#### What to work on
#1 In the article on Malaysia's partial lockdown, who is named as president of the Malaysian Employers Federation?
#2 Please transcribe a passage from the article on Malaysia's partial lockdown, beginning at the words "The Malaysian Employers" and stopping after "in the country.".

#### Text for analysis
KUALA LUMPUR – Malaysia’s business community is calling on the government to announce aid measures as a strict partial lockdown once again kicks in on Wednesday (Jan 13).
While accepting the need for a partial lockdown in view of a drastic rise in coronavirus cases over the past month, business associations are also warning that many businesses have already used up their savings during the previous rounds of lockdown last year.
Prime Minister Muhyiddin Yassin said on Monday that Malaysia will once again implement a movement control order (MCO) in several states, including the entirety of the country’s biggest urban agglomeration – the Klang Valley.
However, he did not announce any immediate aid that could help tide businesses over the MCO period, which is likely to cause losses for many of them. The first MCO, which lasted for almost three months between March and June last year, saw the government announce blanket loan moratoriums, wage subsidy schemes and special grants for businesses.
The Malaysian Employers Federation (MEF), in a statement, asked the government to consider reintroducing some of these measures, especially for small and medium-sized enterprises.
MEF president Syed Hussain Syed Husman said the survivability of many companies now depends on the assistance that can be provided by the government.
“MEF hopes that some of the measures introduced during the MCO in March 2020 such as the Employment Retention Programme, Wages Subsidy Programme and loan moratorium for both employees and employers, especially the small and micro enterprises, will be reintroduced,” Datuk Syed Hussain said.
Similar calls were also made by retailers and hotel associations in the country.
Malaysian Association of Hotels CEO Yap Lip Seng urged the government to extend a wage subsidy scheme to help businesses retain their workers.
“In comparison with March 2020, we are in a worse situation now and we are expecting a bigger impact. The government must take immediate action to protect the industries in order to protect the people,” Mr Yap said in a statement.
Malaysia Singapore Coffee Shop Proprietors’ General Association president Ho Su Mong said that businesses in the food and beverage sector will lose at least 20 per cent of their income as only take-out food is allowed in areas where the MCO is implemented.

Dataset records
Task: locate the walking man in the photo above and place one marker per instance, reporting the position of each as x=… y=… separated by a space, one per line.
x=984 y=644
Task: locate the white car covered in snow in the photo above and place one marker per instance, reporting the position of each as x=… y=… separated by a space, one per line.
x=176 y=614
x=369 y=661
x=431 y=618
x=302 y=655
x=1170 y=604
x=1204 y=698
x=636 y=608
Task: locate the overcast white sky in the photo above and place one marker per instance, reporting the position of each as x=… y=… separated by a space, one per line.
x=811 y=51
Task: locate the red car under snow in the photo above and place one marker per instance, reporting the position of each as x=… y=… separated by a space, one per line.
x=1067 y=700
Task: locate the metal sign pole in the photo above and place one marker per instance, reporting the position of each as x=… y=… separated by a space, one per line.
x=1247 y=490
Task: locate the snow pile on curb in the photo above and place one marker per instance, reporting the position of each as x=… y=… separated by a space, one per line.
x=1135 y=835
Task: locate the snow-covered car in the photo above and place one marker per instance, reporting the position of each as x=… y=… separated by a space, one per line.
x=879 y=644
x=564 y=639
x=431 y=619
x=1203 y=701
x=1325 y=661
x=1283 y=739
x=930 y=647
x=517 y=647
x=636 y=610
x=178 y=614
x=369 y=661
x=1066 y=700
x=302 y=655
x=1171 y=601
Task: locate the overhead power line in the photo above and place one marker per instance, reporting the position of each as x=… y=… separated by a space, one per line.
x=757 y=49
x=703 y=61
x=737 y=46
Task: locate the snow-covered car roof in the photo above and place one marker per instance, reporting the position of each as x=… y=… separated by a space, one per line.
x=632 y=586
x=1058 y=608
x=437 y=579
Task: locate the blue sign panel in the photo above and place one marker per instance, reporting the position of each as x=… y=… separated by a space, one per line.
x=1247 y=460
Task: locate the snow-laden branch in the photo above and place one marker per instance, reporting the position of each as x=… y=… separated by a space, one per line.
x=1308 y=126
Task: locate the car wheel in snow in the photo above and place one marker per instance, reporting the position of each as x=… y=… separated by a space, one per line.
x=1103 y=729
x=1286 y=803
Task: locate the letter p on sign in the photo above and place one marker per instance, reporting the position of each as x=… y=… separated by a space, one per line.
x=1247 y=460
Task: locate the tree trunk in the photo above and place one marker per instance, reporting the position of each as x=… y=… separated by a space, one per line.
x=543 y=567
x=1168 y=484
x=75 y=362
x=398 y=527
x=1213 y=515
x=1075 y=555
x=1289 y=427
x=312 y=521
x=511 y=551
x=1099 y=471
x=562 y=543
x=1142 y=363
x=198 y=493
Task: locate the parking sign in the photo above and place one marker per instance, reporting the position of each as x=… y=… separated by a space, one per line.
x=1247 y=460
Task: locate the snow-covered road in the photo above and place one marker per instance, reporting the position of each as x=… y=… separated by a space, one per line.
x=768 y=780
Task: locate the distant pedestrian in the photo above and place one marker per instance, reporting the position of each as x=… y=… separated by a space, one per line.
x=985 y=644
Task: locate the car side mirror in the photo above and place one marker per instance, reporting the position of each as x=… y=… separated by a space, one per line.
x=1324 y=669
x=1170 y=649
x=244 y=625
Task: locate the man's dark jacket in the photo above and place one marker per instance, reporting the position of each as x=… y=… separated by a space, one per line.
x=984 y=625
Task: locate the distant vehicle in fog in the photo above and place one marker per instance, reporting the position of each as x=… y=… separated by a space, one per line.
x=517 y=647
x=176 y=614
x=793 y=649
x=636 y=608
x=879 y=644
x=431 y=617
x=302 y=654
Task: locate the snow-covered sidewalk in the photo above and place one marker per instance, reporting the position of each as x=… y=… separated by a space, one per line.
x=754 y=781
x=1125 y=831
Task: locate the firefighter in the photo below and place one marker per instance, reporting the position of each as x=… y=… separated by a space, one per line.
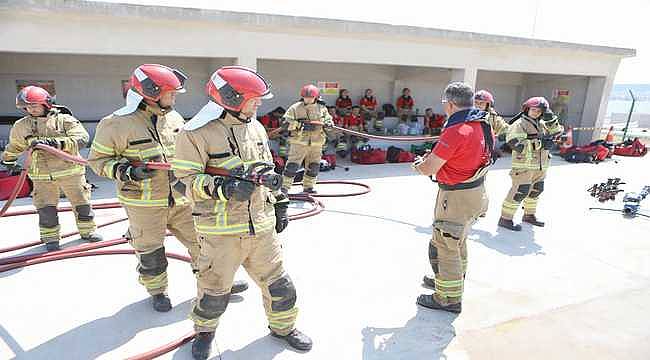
x=305 y=121
x=484 y=100
x=238 y=221
x=271 y=122
x=459 y=161
x=55 y=126
x=368 y=104
x=531 y=138
x=143 y=131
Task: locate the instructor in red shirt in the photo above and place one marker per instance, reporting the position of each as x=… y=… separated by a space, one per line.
x=459 y=161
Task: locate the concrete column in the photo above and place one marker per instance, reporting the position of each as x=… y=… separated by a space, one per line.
x=249 y=61
x=595 y=108
x=467 y=75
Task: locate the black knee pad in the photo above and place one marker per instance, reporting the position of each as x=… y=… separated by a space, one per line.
x=283 y=290
x=522 y=192
x=291 y=169
x=313 y=169
x=153 y=263
x=433 y=257
x=48 y=217
x=84 y=213
x=211 y=306
x=538 y=188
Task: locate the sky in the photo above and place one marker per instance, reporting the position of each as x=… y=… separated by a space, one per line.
x=620 y=23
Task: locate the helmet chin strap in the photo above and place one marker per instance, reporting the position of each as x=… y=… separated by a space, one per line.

#### Expected results
#1 Syed Hussain Syed Husman

#2
The Malaysian Employers Federation (MEF), in a statement, asked the government to consider reintroducing some of these measures, especially for small and medium-sized enterprises.
MEF president Syed Hussain Syed Husman said the survivability of many companies now depends on the assistance that can be provided by the government.
“MEF hopes that some of the measures introduced during the MCO in March 2020 such as the Employment Retention Programme, Wages Subsidy Programme and loan moratorium for both employees and employers, especially the small and micro enterprises, will be reintroduced,” Datuk Syed Hussain said.
Similar calls were also made by retailers and hotel associations in the country.